##### Data for the task

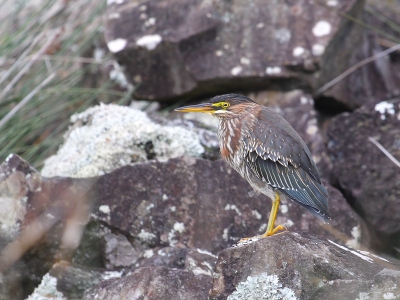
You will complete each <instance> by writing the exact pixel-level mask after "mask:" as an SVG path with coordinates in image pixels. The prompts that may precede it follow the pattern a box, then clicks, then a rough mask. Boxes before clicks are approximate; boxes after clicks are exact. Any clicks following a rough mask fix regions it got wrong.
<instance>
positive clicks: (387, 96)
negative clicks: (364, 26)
mask: <svg viewBox="0 0 400 300" xmlns="http://www.w3.org/2000/svg"><path fill="white" fill-rule="evenodd" d="M356 19H363V17H362V16H361V15H358V16H356ZM342 25H343V27H341V28H342V30H341V31H339V32H338V33H337V35H336V37H335V38H334V39H333V40H332V43H331V45H332V47H329V48H327V49H326V52H325V54H324V55H323V57H322V59H321V60H322V61H321V71H320V76H319V77H318V79H317V80H316V87H317V91H316V93H315V94H316V95H315V100H316V103H317V105H318V107H320V108H325V110H327V111H329V110H332V109H335V110H338V109H339V110H342V111H343V110H354V109H357V108H359V107H361V106H363V105H366V104H376V103H378V102H379V101H380V99H387V98H391V97H395V96H398V95H399V93H400V90H399V87H398V82H399V80H400V75H399V73H398V72H397V70H396V67H395V66H394V64H393V63H392V62H391V60H390V59H389V57H388V56H384V57H381V58H376V59H374V60H373V61H372V62H369V63H368V64H365V65H363V66H362V67H360V68H355V69H354V70H352V72H351V73H350V74H349V75H348V76H346V77H344V78H341V79H340V80H339V81H338V82H337V83H336V84H334V85H333V86H332V87H330V88H328V89H323V87H324V86H325V84H327V83H330V81H331V80H333V79H336V78H337V77H338V76H340V75H342V74H343V73H344V72H346V71H348V70H349V69H350V68H352V67H356V65H357V64H358V63H360V62H361V61H363V60H365V59H367V58H370V57H372V56H374V55H376V54H378V53H380V52H382V51H384V50H385V49H384V48H383V47H382V46H381V45H379V43H378V41H377V39H376V36H375V34H374V33H372V32H371V31H369V30H366V28H365V27H364V26H362V25H357V24H355V23H354V21H353V20H346V21H344V22H343V24H342ZM372 26H373V27H374V26H375V25H374V24H373V25H372ZM349 28H352V30H350V31H349ZM339 40H340V42H339Z"/></svg>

##########

• _Work task_
Every line above should be printed again word for word, without its pictures.

• _Answer section_
You will complete each <instance> by writing the exact pixel-level mask after "mask:" as an SVG path with coordinates in image pixels. The prompts that may precede it follow the pattern a box, then clicks, then a rough mask. Boxes before clicks are approximate; boxes after clicks are exact. Any clicks following a rough mask fix regions it got wrong.
<instance>
positive clicks: (387, 96)
negative clicks: (364, 26)
mask: <svg viewBox="0 0 400 300" xmlns="http://www.w3.org/2000/svg"><path fill="white" fill-rule="evenodd" d="M356 19H363V17H362V16H361V15H358V16H356ZM342 25H343V27H341V28H342V30H341V31H339V32H338V33H337V35H336V37H335V38H334V39H333V40H332V43H331V45H332V47H329V48H327V49H326V52H325V54H324V55H323V57H322V59H321V60H322V61H321V71H320V76H319V77H318V79H317V80H316V87H317V91H316V93H315V94H316V95H315V100H316V103H317V105H318V107H320V108H325V110H327V111H329V110H332V109H335V110H338V109H339V110H342V111H343V110H354V109H357V108H359V107H361V106H363V105H366V104H376V103H378V102H379V101H380V99H387V98H391V97H395V96H398V95H399V93H400V90H399V87H398V82H399V80H400V75H399V73H398V72H397V70H396V67H395V66H394V64H393V63H392V62H391V60H390V59H389V57H388V56H384V57H381V58H376V59H374V60H373V61H372V62H369V63H368V64H365V65H363V66H362V67H360V68H355V69H354V70H352V72H351V73H350V74H349V75H348V76H346V77H344V78H341V79H340V80H339V81H338V82H337V83H336V84H334V85H333V86H332V87H330V88H328V89H323V87H324V86H325V84H327V83H330V81H331V80H333V79H336V78H337V77H338V76H340V75H342V74H343V73H344V72H346V71H348V70H349V69H350V68H352V67H356V65H357V64H358V63H360V62H361V61H363V60H365V59H367V58H370V57H372V56H374V55H376V54H378V53H380V52H382V51H384V50H385V49H384V48H383V47H382V46H381V45H379V43H378V41H377V39H376V36H375V34H374V33H372V32H371V31H369V30H366V28H365V27H364V26H362V25H357V24H355V23H354V21H353V20H346V21H344V22H343V24H342ZM372 26H373V27H374V26H375V25H374V24H373V25H372ZM349 28H352V30H350V31H349ZM339 40H340V42H339Z"/></svg>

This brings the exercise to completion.